Entries from a point annotation set:
<<<<

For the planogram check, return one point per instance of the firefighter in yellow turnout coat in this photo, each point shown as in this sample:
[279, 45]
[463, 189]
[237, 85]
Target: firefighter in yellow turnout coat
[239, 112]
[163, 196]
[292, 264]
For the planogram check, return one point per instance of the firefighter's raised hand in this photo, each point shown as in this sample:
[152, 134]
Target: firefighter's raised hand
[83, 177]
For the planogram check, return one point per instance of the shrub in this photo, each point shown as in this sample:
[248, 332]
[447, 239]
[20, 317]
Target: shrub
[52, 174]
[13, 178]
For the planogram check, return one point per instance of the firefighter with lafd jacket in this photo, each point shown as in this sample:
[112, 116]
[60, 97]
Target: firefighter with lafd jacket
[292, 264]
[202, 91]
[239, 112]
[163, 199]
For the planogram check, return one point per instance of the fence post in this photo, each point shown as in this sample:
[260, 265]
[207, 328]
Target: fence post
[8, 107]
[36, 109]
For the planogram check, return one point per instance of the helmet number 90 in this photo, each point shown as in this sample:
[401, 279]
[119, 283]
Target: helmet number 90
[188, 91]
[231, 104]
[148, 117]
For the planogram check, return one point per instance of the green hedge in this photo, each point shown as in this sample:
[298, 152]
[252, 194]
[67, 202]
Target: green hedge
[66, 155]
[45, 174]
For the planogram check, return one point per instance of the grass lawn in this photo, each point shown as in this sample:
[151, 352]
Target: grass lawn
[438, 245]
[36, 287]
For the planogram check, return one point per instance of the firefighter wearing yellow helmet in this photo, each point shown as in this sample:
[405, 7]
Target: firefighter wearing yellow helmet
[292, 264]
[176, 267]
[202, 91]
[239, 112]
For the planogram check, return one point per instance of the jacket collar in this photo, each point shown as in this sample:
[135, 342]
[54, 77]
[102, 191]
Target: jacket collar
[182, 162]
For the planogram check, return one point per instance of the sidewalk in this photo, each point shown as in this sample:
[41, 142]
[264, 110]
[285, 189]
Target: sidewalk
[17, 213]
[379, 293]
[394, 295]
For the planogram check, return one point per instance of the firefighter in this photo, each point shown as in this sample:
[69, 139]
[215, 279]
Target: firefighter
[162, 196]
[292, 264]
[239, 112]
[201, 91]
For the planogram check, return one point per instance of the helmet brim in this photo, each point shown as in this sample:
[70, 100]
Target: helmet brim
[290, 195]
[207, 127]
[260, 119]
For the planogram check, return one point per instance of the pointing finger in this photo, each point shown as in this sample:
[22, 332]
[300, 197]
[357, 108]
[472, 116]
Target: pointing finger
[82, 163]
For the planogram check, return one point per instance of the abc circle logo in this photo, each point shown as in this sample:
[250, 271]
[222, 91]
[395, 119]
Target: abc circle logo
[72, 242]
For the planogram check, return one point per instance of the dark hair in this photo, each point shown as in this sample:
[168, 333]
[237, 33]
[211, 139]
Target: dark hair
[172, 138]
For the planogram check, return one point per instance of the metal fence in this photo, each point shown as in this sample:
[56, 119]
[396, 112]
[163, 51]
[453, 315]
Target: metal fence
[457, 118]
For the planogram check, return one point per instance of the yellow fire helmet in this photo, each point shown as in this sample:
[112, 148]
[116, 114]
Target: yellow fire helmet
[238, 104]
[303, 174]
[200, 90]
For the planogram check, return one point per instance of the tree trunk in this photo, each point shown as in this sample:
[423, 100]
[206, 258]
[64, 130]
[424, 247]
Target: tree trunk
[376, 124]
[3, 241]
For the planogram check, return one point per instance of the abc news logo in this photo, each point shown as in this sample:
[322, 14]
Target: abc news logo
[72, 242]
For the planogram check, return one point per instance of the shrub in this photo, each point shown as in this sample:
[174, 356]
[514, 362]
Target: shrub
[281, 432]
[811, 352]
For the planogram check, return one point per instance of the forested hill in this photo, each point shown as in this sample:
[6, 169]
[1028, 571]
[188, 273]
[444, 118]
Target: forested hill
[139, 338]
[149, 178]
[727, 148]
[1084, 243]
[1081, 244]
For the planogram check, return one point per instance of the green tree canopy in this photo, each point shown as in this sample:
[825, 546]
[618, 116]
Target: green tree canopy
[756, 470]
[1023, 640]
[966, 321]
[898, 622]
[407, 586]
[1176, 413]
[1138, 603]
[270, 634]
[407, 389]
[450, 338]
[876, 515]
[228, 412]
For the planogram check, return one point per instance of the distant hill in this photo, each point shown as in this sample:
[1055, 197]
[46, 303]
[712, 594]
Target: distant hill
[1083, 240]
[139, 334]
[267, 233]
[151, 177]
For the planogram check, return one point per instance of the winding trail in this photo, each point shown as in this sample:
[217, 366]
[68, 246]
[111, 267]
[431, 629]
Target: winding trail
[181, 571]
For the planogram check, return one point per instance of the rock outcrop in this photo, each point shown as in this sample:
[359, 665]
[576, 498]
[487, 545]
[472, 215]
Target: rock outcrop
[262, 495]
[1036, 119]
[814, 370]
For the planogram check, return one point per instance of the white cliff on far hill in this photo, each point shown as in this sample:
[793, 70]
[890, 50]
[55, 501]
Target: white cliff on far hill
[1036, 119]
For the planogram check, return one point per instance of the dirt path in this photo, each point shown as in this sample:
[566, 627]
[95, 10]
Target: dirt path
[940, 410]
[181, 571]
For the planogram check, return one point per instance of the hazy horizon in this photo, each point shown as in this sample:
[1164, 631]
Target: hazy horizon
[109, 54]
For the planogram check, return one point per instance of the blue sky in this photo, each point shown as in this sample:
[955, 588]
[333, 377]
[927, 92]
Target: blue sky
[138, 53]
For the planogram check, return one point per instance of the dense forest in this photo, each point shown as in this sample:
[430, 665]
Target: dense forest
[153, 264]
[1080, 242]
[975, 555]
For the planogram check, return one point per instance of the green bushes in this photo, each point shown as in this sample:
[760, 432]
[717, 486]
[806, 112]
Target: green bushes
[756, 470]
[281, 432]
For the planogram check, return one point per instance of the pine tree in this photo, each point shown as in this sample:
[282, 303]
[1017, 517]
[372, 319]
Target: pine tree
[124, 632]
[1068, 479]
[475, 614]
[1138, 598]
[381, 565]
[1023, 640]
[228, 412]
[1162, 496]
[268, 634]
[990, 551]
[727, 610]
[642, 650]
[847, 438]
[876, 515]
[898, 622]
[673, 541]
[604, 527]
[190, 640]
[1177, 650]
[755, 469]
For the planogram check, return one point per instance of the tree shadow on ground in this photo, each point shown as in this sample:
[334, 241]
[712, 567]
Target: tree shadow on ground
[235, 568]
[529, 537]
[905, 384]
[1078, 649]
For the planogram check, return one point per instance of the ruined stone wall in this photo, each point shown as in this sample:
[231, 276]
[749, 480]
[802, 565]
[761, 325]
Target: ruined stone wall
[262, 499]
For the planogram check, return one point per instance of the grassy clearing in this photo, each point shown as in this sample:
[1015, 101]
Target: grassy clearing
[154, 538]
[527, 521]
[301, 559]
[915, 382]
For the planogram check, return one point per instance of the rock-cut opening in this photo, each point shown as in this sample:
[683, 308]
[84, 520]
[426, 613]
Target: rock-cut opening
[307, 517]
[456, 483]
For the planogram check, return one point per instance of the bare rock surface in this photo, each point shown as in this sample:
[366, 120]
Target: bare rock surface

>>>>
<<<<

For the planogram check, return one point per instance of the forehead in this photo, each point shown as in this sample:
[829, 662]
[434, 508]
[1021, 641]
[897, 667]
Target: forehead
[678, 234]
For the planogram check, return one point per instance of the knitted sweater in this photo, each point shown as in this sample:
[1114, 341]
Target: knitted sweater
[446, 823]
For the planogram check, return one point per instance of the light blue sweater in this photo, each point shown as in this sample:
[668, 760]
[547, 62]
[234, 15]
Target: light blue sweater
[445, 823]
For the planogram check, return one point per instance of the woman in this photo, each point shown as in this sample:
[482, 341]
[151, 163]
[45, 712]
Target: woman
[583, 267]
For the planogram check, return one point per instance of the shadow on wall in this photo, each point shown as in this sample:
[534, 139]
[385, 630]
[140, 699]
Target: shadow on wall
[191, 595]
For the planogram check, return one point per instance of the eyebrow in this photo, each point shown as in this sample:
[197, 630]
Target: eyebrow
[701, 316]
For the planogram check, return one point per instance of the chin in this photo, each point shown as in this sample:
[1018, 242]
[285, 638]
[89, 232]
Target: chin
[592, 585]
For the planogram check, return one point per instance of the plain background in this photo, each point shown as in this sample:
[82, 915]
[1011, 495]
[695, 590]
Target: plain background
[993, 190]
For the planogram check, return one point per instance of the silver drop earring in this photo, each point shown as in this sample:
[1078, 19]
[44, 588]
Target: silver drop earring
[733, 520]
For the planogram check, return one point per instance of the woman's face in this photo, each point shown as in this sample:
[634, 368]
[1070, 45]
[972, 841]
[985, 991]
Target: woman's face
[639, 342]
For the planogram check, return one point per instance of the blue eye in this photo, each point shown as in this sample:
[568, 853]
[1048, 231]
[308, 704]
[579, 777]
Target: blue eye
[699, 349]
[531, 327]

>>>>
<<<<

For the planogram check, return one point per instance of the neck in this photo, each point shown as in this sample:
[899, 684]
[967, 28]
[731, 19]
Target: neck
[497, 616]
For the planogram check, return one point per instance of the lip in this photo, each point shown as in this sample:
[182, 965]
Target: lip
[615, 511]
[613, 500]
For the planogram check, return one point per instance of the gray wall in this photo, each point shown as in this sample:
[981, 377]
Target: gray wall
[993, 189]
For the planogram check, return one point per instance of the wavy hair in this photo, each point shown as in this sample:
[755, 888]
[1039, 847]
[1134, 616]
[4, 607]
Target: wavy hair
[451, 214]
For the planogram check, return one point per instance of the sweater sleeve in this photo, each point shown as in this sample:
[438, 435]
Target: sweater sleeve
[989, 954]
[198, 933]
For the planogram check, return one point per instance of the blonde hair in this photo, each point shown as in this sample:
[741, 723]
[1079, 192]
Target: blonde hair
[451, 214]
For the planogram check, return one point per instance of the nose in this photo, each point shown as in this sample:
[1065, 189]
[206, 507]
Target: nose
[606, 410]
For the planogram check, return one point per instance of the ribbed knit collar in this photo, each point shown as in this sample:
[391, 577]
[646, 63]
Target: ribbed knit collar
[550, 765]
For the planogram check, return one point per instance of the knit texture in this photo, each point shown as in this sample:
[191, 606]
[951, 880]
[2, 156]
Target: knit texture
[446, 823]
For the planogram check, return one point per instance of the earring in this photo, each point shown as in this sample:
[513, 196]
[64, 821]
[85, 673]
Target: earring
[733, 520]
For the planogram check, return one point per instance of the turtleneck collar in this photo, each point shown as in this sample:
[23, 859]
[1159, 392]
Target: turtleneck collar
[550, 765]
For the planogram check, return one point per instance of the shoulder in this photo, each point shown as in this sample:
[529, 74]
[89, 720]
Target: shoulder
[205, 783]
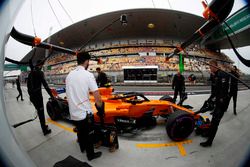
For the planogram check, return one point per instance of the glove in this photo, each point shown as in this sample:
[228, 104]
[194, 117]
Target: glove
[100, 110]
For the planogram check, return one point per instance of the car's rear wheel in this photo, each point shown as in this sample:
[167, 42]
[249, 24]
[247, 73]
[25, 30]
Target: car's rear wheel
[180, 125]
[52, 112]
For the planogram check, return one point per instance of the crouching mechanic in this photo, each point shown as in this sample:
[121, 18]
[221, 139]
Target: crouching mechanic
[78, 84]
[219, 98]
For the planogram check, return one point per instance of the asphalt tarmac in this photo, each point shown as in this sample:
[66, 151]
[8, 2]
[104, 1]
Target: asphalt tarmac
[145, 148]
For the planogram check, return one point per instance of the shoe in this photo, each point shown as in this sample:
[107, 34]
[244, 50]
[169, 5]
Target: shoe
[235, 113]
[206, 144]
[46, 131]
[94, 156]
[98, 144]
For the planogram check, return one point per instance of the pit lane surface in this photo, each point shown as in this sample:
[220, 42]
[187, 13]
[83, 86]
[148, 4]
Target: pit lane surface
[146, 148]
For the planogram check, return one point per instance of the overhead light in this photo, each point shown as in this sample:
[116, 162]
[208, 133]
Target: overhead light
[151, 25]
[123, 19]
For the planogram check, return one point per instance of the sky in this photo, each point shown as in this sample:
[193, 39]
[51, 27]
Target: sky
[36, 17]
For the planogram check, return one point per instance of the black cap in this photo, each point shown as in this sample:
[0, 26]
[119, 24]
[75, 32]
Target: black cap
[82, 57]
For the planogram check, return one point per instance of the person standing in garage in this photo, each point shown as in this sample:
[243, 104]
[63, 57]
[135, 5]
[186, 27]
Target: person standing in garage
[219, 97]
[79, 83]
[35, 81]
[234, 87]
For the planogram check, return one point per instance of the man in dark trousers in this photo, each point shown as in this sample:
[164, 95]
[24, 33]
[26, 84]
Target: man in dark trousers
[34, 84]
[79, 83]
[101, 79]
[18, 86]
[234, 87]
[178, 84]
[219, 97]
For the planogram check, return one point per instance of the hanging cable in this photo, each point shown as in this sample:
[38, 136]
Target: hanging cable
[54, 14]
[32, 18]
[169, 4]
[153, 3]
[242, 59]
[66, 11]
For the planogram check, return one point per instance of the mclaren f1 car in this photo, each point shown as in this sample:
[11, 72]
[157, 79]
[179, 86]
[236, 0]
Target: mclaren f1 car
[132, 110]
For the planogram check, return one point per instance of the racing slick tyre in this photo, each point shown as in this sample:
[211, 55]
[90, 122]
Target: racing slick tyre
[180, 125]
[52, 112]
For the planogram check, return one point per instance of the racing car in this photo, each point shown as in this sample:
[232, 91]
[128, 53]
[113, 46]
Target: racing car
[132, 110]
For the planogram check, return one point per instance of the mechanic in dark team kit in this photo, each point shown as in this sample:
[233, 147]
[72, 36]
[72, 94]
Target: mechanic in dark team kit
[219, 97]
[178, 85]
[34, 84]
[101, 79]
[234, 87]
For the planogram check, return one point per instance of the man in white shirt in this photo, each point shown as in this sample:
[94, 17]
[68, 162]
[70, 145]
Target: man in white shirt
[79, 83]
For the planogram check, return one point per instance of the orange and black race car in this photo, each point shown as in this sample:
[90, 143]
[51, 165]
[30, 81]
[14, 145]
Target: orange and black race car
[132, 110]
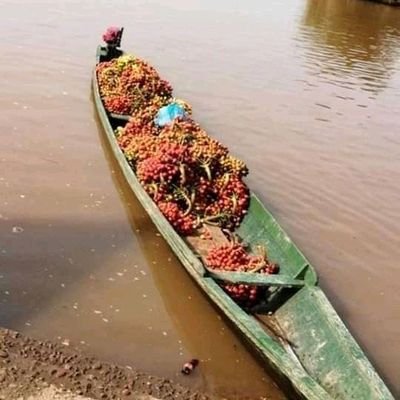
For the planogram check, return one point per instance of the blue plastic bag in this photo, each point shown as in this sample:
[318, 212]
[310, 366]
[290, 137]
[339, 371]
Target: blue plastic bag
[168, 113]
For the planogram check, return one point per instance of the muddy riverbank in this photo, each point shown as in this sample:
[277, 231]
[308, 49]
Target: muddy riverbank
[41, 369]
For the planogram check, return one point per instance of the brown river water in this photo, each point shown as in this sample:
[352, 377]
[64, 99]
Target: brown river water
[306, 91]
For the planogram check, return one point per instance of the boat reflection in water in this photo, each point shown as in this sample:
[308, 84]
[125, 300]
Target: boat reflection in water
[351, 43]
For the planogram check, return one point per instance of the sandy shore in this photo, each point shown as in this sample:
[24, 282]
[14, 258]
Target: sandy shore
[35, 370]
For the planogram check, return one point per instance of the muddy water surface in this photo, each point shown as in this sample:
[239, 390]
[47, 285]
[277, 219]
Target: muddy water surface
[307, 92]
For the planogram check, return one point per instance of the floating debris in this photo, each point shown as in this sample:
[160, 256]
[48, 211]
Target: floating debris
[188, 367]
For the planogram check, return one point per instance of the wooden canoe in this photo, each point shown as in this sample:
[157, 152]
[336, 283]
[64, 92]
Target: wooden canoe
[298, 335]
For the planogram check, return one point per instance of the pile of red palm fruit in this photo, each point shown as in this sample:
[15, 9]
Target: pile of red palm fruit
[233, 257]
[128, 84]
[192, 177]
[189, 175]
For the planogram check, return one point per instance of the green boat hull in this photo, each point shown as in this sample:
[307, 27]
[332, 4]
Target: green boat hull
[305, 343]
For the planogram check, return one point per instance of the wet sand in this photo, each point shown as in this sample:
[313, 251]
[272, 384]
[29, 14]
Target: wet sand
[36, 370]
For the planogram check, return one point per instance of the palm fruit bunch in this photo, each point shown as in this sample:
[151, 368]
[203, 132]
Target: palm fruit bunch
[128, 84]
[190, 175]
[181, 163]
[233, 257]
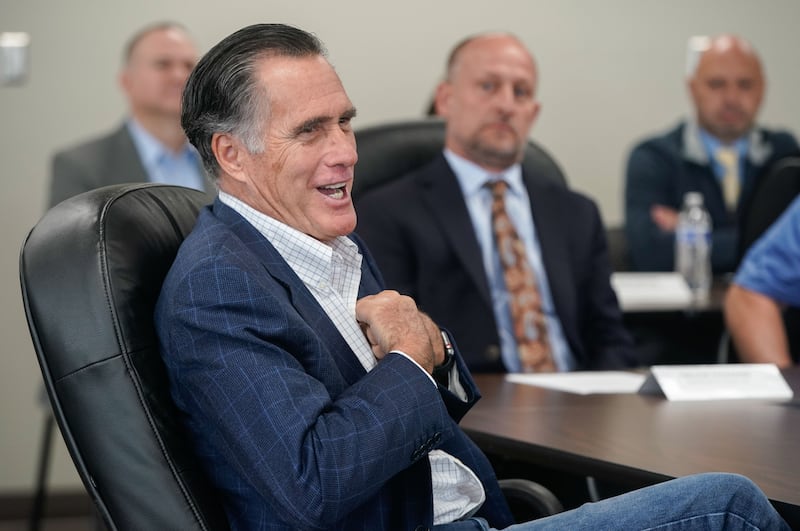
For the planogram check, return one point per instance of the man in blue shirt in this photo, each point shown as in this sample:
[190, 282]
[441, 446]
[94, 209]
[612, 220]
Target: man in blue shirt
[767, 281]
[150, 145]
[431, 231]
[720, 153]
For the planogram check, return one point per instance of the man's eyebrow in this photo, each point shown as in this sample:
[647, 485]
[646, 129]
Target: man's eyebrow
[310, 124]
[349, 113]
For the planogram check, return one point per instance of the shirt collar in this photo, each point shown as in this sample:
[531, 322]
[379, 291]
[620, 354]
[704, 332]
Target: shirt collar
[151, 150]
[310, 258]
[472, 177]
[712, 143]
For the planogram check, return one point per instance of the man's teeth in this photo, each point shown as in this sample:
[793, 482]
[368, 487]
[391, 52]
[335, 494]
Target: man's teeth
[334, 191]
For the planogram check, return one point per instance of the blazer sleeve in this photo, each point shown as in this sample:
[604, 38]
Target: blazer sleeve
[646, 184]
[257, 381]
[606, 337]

>>>>

**Exercise instructions:** How many lines in the records above contain the string "drop"? Give only the count.

**Task answer:** 2